Start Extracted material
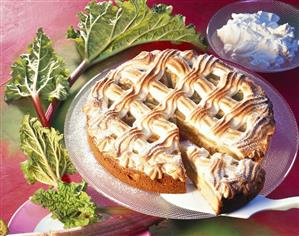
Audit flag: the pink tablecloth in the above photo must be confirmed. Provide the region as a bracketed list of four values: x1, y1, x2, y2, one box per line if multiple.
[0, 0, 299, 235]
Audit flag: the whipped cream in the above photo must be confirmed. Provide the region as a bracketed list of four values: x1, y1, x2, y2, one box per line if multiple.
[217, 11, 299, 68]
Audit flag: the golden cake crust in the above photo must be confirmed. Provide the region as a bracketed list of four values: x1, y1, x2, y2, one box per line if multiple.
[88, 137, 186, 193]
End Extracted material
- Work required
Format the listing above as a Markdown table with the columns "Row" and "Line", one numbered row per line, skipping blank lines. Leave the pictures out.

- Solution
| Row | Line |
|---|---|
| 1 | Audit flag: the pink tablecloth in the above photo must be confirmed. Provide the region as a bracketed list of four values: x1, y1, x2, y2, one box per line if multiple. |
| 2 | [0, 0, 299, 235] |
| 3 | Audit flag: the whipped cream in the above photo must be confirmed. Provide the region as a bracketed list of four values: x1, y1, x2, y2, one box per line if multiple. |
| 4 | [217, 11, 299, 68] |
| 5 | Audit flag: the golden cake crust in the above photo must be confirmed. Provide the region as a bracketed list of four values: x1, y1, x2, y2, one box per line if multiple. |
| 6 | [88, 137, 186, 193] |